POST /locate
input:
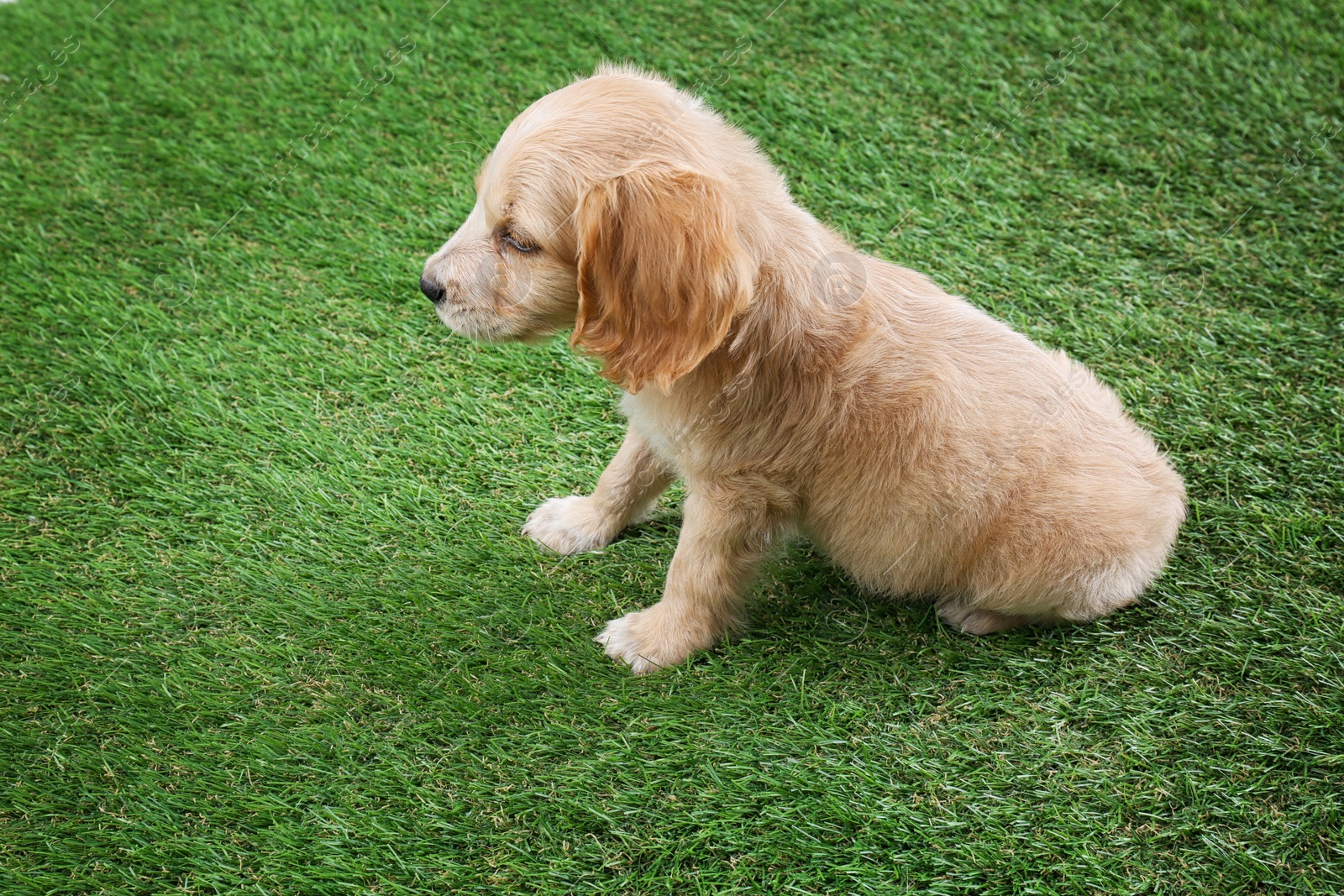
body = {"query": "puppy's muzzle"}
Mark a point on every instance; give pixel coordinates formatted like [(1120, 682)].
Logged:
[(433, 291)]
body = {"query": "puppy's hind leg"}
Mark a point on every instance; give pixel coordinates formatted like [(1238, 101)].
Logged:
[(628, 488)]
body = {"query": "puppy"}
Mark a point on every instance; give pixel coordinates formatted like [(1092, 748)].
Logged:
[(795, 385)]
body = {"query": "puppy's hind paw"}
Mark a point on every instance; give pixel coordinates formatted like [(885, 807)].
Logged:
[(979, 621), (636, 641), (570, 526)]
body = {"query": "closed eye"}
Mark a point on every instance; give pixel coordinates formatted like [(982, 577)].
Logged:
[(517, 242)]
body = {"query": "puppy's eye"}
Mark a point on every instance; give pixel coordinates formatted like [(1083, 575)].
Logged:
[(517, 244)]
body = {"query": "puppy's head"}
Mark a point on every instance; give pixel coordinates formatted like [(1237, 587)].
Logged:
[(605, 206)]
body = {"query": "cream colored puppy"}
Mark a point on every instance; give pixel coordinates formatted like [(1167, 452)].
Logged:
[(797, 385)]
___
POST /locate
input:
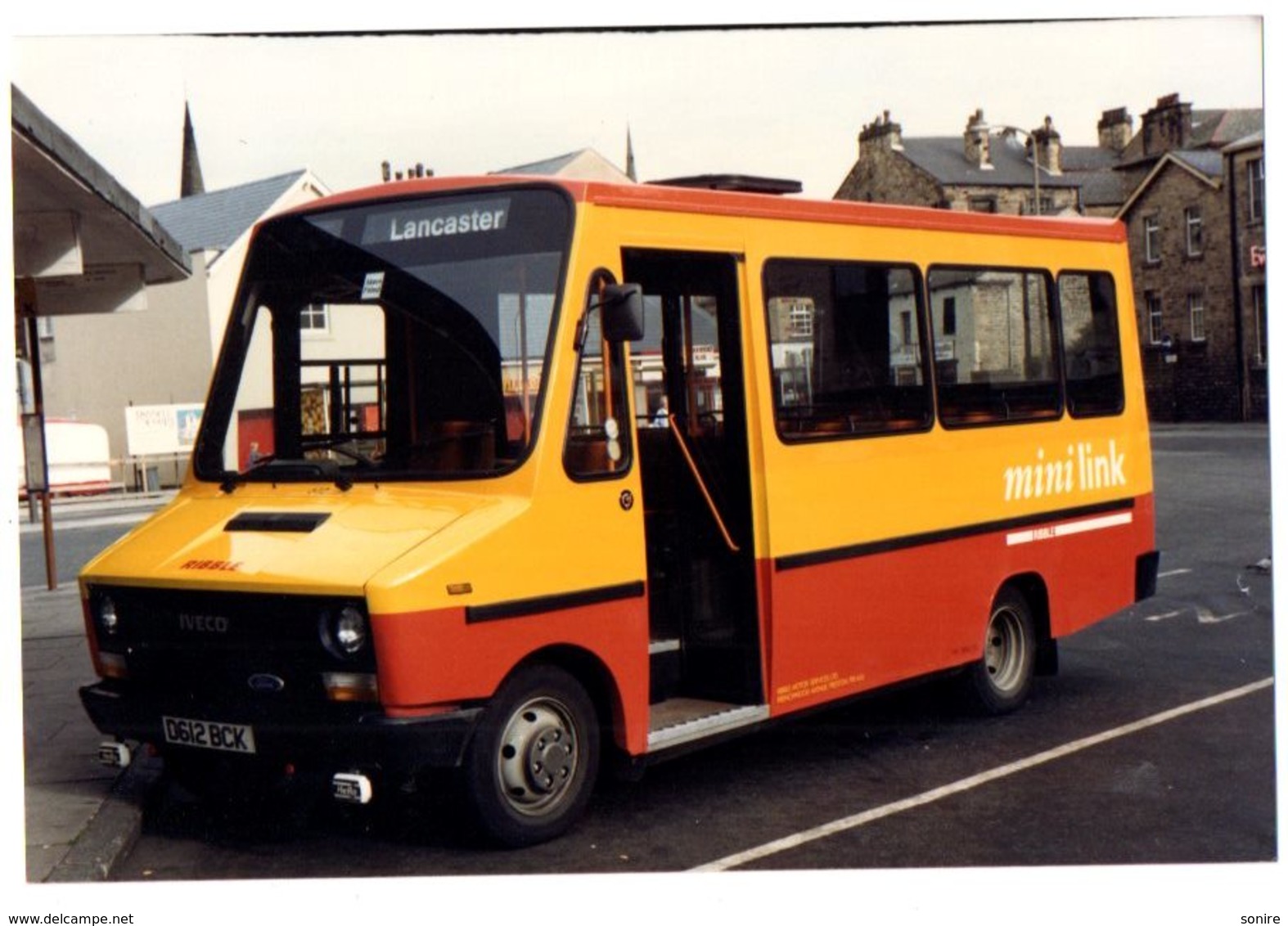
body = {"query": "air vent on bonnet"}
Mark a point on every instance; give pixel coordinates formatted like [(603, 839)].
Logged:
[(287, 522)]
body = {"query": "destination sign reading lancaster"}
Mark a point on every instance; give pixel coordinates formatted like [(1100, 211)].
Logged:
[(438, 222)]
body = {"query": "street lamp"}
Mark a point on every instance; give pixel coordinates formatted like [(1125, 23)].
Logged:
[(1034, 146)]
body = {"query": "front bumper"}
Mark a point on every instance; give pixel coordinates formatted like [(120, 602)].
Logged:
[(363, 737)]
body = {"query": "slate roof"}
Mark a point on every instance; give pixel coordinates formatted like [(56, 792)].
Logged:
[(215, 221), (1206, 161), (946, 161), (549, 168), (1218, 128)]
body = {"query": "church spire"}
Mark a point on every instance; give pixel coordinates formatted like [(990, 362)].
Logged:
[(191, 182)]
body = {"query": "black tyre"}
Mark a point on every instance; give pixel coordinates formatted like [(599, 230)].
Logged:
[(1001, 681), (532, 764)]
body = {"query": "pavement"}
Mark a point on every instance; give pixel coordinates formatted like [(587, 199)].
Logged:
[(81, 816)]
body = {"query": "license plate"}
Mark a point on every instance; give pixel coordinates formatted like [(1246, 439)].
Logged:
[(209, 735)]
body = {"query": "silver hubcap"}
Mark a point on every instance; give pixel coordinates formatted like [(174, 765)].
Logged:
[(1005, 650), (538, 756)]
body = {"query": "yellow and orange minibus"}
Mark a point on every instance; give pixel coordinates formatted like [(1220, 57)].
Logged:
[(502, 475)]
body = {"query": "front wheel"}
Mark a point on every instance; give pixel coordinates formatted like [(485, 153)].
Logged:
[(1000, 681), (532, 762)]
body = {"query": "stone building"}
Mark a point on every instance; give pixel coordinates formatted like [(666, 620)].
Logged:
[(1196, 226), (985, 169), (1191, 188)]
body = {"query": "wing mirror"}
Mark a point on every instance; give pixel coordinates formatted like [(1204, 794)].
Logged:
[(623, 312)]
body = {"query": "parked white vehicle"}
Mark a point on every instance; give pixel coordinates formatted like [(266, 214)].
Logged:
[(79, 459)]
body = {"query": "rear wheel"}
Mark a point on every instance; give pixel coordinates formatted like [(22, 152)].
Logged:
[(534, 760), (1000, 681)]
___
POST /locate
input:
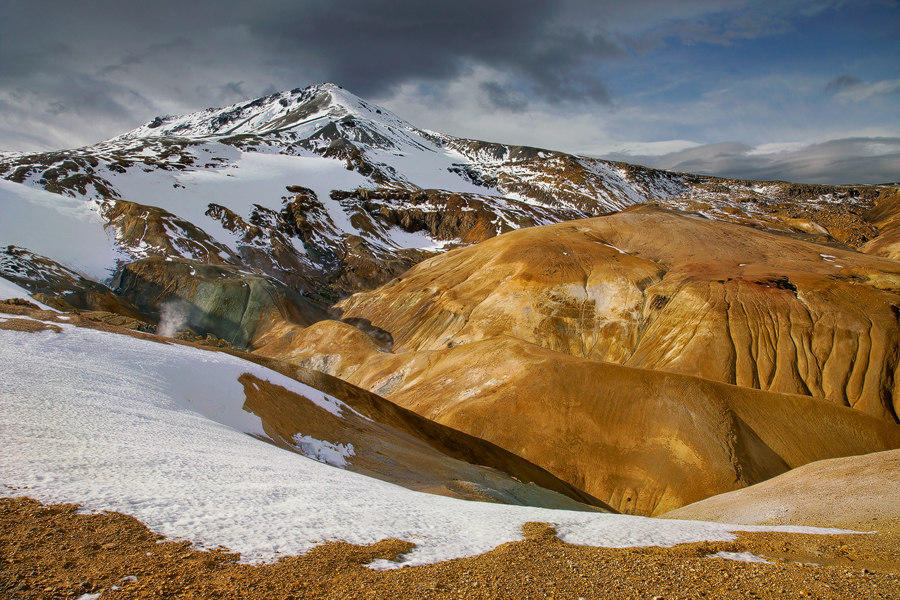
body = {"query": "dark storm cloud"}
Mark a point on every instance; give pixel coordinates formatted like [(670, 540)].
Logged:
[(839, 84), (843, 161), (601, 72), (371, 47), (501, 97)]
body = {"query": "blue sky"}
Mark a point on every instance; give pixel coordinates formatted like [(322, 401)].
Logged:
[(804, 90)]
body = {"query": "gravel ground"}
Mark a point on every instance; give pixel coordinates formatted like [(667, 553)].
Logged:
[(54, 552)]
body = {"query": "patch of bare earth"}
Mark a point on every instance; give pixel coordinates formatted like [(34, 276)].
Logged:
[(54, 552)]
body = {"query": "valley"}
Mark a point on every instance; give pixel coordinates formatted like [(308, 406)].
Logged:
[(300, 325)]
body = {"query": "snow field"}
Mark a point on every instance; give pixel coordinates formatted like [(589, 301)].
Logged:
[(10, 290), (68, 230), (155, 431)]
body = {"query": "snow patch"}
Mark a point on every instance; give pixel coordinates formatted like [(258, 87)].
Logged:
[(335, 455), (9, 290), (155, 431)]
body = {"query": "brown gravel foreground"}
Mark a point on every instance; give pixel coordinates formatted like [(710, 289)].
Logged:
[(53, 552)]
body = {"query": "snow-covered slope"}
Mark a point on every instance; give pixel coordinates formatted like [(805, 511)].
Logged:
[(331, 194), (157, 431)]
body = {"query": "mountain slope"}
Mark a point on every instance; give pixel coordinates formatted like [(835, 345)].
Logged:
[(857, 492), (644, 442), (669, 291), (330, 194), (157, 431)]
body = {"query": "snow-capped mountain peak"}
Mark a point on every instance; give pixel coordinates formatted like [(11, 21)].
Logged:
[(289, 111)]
___
Copy each line of the listing that holds the word "wheel".

Solution to the exercise:
body = {"query": "front wheel"}
body = {"query": "rear wheel"}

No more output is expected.